THE PROBLEM. Give exactly the lines from the one with "One marker for each instance of the car headlight." through the final line of the listing below, both included, leaving out any pictures.

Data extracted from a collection
※

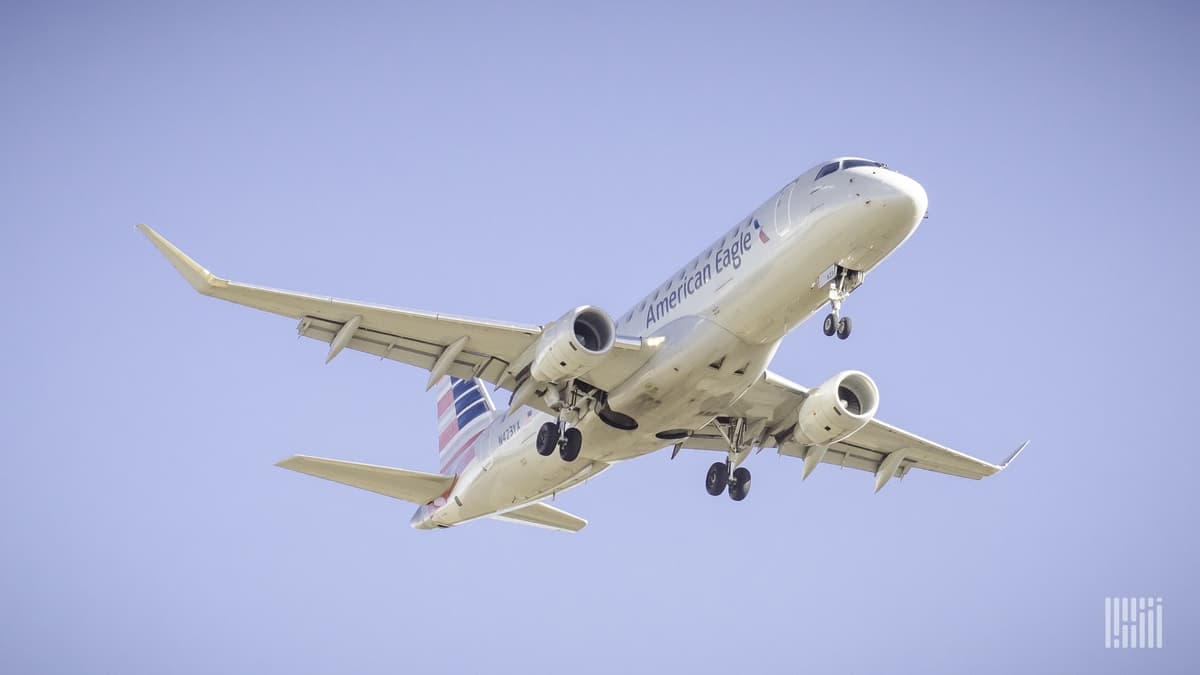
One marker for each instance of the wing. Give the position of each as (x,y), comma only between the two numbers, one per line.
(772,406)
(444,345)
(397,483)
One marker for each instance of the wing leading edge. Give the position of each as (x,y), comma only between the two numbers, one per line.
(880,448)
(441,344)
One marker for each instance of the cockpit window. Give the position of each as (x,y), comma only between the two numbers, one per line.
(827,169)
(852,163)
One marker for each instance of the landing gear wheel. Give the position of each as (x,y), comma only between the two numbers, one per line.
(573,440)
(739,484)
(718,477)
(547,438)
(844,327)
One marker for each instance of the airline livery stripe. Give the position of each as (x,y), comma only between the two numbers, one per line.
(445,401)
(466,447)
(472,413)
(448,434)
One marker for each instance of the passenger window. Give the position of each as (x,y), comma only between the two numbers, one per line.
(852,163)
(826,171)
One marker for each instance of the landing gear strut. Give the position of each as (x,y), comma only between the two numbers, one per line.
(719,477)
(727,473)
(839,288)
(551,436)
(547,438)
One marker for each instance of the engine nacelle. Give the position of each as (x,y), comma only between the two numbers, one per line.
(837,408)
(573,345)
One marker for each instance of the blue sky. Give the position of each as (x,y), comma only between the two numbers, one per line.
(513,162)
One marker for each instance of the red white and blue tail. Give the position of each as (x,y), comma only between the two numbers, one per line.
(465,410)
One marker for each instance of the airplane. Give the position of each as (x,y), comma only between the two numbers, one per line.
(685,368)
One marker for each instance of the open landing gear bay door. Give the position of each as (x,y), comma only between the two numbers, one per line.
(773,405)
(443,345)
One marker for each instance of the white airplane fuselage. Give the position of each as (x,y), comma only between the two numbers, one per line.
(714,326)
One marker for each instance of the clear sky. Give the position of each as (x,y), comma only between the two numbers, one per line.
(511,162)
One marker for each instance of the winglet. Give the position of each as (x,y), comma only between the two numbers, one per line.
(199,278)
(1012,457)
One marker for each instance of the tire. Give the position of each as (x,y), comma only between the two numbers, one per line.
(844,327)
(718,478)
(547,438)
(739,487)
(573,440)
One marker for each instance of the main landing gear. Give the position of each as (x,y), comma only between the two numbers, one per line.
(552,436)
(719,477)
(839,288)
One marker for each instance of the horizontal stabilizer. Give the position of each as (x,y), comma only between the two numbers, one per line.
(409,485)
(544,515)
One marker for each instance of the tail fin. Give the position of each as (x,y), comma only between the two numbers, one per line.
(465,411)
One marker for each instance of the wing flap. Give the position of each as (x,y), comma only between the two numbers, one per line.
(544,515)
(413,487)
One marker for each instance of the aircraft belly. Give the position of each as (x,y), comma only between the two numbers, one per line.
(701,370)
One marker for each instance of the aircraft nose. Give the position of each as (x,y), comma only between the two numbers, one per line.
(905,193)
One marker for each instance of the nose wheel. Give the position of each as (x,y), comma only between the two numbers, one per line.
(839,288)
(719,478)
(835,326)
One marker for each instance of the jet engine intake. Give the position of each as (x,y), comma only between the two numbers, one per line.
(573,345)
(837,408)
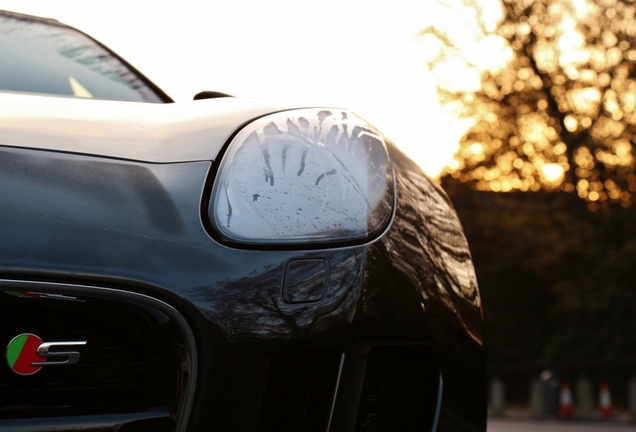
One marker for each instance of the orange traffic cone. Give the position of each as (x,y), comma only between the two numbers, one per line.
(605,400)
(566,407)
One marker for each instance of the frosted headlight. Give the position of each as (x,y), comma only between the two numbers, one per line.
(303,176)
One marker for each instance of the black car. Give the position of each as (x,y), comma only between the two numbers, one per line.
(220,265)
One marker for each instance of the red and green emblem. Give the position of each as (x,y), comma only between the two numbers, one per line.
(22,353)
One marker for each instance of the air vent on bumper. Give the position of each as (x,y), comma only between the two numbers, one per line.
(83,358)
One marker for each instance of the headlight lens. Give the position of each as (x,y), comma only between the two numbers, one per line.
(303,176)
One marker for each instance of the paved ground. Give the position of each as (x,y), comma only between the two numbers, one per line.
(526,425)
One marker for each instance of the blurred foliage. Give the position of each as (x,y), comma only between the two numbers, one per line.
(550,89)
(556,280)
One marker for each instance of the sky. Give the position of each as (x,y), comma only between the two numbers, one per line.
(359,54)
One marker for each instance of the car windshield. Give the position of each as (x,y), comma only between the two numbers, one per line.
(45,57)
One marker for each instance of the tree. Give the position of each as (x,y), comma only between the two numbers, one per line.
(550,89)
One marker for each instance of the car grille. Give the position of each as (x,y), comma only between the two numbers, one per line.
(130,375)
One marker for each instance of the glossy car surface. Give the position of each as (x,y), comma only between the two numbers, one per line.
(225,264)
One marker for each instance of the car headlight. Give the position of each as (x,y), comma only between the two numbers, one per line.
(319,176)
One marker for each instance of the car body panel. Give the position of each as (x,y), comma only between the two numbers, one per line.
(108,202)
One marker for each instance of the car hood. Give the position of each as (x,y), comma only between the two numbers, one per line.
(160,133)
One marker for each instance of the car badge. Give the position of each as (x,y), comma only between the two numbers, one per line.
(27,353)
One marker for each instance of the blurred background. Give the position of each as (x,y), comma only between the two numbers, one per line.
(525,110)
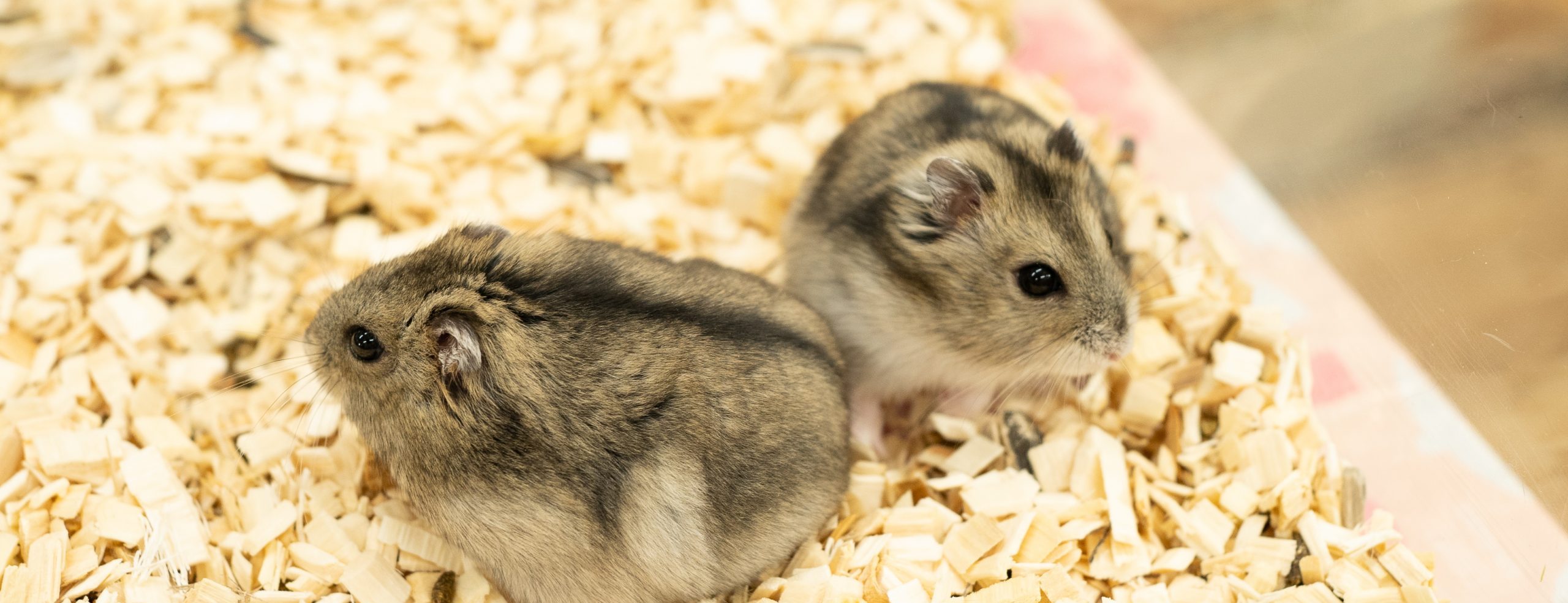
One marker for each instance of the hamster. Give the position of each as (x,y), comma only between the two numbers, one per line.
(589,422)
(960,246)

※

ANSWER BELOW.
One marker for each instance of the car headlight. Give the position of each as (x,y), comma only between the two numbers, one per line.
(319,176)
One marker for each instance of the car body panel. Give the position of each as (x,y), comma only between the two numbers, one per line.
(108,202)
One marker for each instance of the car hood. Give the position of each as (x,y), comma only between the two numbers, one per line.
(160,133)
One marker for each instance of the car badge. Give the position of each as (x,y), comma only between the two numbers, one per line.
(27,353)
One marker for each instance of the blurred background. Give the position of each as (x,y), comma only between the two numbers, one per line.
(525,110)
One marker for each instance of the hamster. Give the position of each as (x,y), comma only between the two numbers, one per line.
(589,422)
(960,246)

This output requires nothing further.